### Selected passage
# moving to Northern Michigan



## jbrewer7911 (Jun 16, 2013)

Hello everyone, somewhat new to the forums and not sure if this is the correct forum to ask these questions but here we go. I am currently in northern ohio. I have a family of 5 and I am a semi driver and my wife is a hairstylist. We have sold our house in Ohio and are currently living with my parents just for the time being between homes. It has been a dream for many years for us to move to lower northern michigan. My question is with this economy and not a whole lot for jobs or so it seems from an outsider like myself is it possible to make a comfortable living with our professions? I know cost of living is low but my main concern is jobs. We have money saved to make the transition if we can we also don't care which side east or west. Is this a real possibility or not and just wanted to get some insight from those who live in this amazing state. Any help is greatly appreciated thanks!


----------



## n.pike (Aug 23, 2002)

The west side is much more stable, and offers more for the family. We have been on the east side for 15 years, and the decline is continuing. While natural resources here are beautiful, job opportunities are scarce. Traverse City is the best chance for economic success, and still has good access to hunting and fishing.


----------



## jbrewer7911 (Jun 16, 2013)

Thanks for the reply. That's what I'm gathering from the pricing on the east side. Leaning towards kalkaska. Home prices seem affordable and also close to traverse city. I have been a delivery driver for food distribution companies for the last 13 years and even spent 3 months working for up north covering Petoskey Charlevoix traverse and loved it. A week after I told them I would take the route and move up there the company sold and the deal w as void. Still hoping there is a chance though


----------



## kingfisher 11 (Jan 26, 2000)

I grew up in the East Jordan/Mancelona area. Housing away from the lakes is reasonable but, by no means is the cost of living cheaper. I am heading up there for a 10 day vacation to deer hunt. I will bring as much food as I can... so I won't have to buy much. I was shocked at the price of food up there. My parents live in Mancelona and its a struggle for someone who has no good source of income. You would be best to ask locals up there about how tough it is. Not to slam anyone but most of the guys that vacation up there don't have a clue. I moved my family up to Charlevoix in 1993 or 1994? We lived there for a year and moved back to Saginaw County and bought a house. I know we like it up there but the schools are not as good and the cost of living is high. I may move up there once my kids are gone and I am retired but I will make sure I have planned well for it.


----------



## goinsfishin (May 27, 2013)

### Requirements
(A) Transcribe the part of the thread about moving to Northern Michigan starting at "## n.pike (Aug" and ending at "hunting and fishing.".
(B) Go on with the thread about moving to Northern Michigan from the point where it stops.
The lines that come next have no connection to the thread about moving to Northern Michigan.

### Provided records
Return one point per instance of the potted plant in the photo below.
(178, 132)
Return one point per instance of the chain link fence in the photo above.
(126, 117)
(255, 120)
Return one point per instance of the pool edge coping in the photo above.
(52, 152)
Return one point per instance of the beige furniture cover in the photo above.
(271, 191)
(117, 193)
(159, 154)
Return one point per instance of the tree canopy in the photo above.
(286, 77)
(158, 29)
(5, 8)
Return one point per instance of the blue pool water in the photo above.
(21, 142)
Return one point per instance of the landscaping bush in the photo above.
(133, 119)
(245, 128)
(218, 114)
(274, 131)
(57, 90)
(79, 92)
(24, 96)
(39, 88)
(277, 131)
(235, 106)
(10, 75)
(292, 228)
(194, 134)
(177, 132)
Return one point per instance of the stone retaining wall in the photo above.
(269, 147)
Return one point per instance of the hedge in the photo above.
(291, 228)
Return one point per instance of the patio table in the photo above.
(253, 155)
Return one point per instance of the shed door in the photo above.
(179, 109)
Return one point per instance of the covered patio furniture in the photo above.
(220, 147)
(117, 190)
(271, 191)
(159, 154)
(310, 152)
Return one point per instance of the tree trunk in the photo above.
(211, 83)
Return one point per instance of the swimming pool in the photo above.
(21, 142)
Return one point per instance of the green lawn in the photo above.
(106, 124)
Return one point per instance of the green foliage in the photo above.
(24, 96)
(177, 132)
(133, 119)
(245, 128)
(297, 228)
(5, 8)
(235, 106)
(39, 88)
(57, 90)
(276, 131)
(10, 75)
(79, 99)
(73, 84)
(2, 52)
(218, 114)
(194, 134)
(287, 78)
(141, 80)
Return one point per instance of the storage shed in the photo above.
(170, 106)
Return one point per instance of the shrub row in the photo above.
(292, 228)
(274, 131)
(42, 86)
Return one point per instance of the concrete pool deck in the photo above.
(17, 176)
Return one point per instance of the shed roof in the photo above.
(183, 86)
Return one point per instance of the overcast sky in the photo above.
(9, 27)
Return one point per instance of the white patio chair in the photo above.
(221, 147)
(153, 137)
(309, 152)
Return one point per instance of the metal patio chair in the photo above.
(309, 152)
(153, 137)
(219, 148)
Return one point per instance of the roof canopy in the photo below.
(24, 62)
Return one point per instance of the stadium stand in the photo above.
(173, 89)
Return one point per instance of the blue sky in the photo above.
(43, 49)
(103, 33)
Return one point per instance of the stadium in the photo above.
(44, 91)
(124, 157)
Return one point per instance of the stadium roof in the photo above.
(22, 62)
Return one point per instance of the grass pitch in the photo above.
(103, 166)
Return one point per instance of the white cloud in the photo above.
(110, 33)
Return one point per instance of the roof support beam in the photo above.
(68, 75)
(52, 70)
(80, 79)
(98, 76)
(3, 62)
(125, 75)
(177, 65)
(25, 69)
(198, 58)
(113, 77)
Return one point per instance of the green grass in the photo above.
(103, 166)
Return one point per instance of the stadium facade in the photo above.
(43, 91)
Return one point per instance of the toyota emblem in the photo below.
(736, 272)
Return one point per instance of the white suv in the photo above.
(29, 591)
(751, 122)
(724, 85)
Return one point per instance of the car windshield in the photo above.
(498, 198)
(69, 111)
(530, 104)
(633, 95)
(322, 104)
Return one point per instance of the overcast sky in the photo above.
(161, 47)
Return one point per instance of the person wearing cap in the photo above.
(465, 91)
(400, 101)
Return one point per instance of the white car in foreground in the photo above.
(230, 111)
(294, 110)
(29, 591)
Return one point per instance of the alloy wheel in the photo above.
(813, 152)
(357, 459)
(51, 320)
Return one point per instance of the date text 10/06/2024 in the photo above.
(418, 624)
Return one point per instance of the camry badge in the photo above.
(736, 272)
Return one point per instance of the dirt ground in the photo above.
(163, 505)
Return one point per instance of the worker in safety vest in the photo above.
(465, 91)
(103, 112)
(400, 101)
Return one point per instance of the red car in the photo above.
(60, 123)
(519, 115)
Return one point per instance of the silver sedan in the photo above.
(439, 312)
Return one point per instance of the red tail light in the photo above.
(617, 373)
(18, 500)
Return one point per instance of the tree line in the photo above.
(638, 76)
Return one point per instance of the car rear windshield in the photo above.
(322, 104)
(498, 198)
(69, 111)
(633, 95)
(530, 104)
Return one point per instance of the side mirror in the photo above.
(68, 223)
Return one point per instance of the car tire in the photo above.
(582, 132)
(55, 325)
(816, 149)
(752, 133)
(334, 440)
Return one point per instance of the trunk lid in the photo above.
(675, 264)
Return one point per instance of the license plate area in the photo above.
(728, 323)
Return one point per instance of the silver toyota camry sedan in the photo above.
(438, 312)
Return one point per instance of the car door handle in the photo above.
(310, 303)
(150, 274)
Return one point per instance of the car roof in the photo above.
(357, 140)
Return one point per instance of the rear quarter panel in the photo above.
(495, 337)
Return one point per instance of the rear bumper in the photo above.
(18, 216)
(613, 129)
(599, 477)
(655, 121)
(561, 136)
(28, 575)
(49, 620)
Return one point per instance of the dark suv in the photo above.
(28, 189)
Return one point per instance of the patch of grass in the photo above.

### Written answers
(A)
## n.pike (Aug 23, 2002)

The west side is much more stable, and offers more for the family. We have been on the east side for 15 years, and the decline is continuing. While natural resources here are beautiful, job opportunities are scarce. Traverse City is the best chance for economic success, and still has good access to hunting and fishing.

(B)
The cost of living is definitely higher. I lived in Frankfort for 5 years. Whenever we would come to Lansing to see family we made a point to stock up on things to take back. I commuted to traverse for work and my wife was the general manager of a hotel in Beulah. I loved it there, it was a dream of mine as well. But in the end we came back to Lansing. Traverse is your best bet for jobs, but a lot of the time its a who you know not what you know kinda thing. I tried it with absolutely no regrets, and will one day go back. You will definitely enjoy the area you're looking at, Cadillac might work as well. What ever you do, enjoy and good luck 

Sent from my XT907 using Ohub Campfire mobile app


----------



## Downriver Tackle (Dec 24, 2004)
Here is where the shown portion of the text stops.